◆ SET PROBLEM ◆
Determine whether each statement below agrees with the forum thread on assembly table surfaces. For each, answer yes or no and quote the deciding words exactly. (a) Dried glue can be removed from the Formica surface without leaving a mark. (b) The laminate sheet is to be fastened down with wood glue. (c) In the placement method described, the sticks are set about a foot apart.

◆ SOURCE ◆
-.-.-
# Assembly table work surface



## DBordello (Jan 16, 2015)

I have built the Down to Earth Woodworks SawStop outfeed table / assembly table. Besides the goal of an outfeed table, I want a great reference surface.

It currently consists of a 3/4" MDF top of a torsion box. Although I did my best to start perfectly flat, I am currently using my 48" level to sand it flat. It is pretty close, but needs a bit of work.

Starting with a (mostly) flat MDF surface, what would be the ideal assembly table work surface? Goals: dead flat & resistant to glue.

A couple of ideas I am kicking around:

1. Few coats of shellac + few coats of poly
2. Laminate. I just saw this idea referenced, and am intrigued by it.

Others?

For reference, it is 63"x42"


----------



## gfadvm (Jan 13, 2011)

Formica (laminate)

I covered my workbench with a full 4×8 sheet of white Formica and love it. The white makes it easier for me to find small parts, I can write/draw on it with pencil and it wipes right off, and dried glue pops right off leaving no trace.


----------



## DBordello (Jan 16, 2015)

> Formica (laminate)
> 
> I covered my workbench with a full 4×8 sheet of white Formica and love it. The white makes it easier for me to find small parts, I can write/draw on it with pencil and it wipes right off, and dried glue pops right off leaving no trace.
> 
> - gfadvm


This is a great idea. Where did you buy the Formica? Easy to work with?

How thick is it?


----------



## gfadvm (Jan 13, 2011)

Lowes or Home Depot has it for ~$50 for a 4×8 sheet. Glue it down with contact cement. You will need a couple of people to make it go easier as once you lay it down, YOU CANNOT ADJUST IT'S POSITION! If you have never done laminate, get some basic instruction on You Tube or ask a cabinet guy for help. It is really easy but you only get one shot at it.


----------



## DBordello (Jan 16, 2015)

> Lowes or Home Depot has it for ~$50 for a 4×8 sheet. Glue it down with contact cement. You will need a couple of people to make it go easier as once you lay it down, YOU CANNOT ADJUST IT S POSITION! If you have never done laminate, get some basic instruction on You Tube or ask a cabinet guy for help. It is really easy but you only get one shot at it.
> 
> - gfadvm


Something such as this? http://www.homedepot.com/p/Wilsonart-48-in-x-96-in-Laminate-Sheet-in-Frosty-White-Matte-1573603504896/203592650


----------



## gfadvm (Jan 13, 2011)

Yep, that looks like what I call Formica (which is probably a trade name for another brand).


----------



## DBordello (Jan 16, 2015)

Great.

Superior to MDF + Poly?


----------



## Daruc (Apr 20, 2015)

Gloss if your going to use laminate, IMO 
No Miss Method:
I place 3/8×3/8 sticks on the surface (about 5 or 6 inches apart) then lay the laminate over the sticks. 
This way you can line up the laminate where you want it, stick it down along one edge, lift the laminate, pull out all the sticks and roll it on flat.

wilsonart
formica 
lamin-art
arborite
nevamar
pionite
abet laminati
lab designs 
Just to mention a few off the top of my head….. Probably 20 more at that.


----------



## gfadvm (Jan 13, 2011)

Woodust, I agree totally and appreciate the concise tutorial on application. Not sure why I start in the center pulling dowels and rolling.
-.-.-
◆ DATA SHOWN ◆
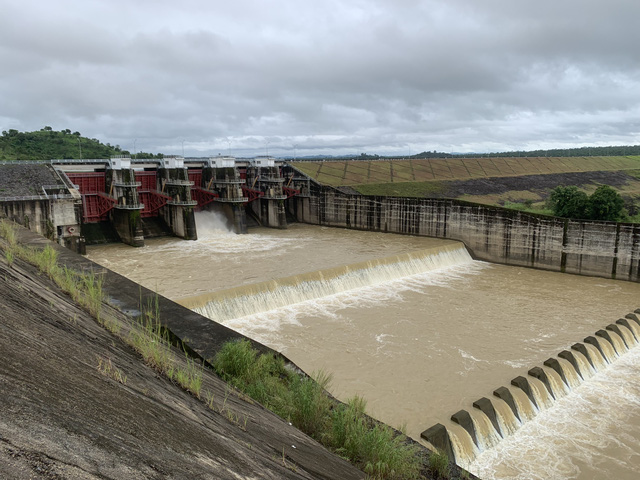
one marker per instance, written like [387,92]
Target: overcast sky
-.-.-
◆ RESULT BELOW ◆
(a) Yes: "dried glue pops right off leaving no trace"
(b) No: "Glue it down with contact cement."
(c) No: "about 5 or 6 inches apart"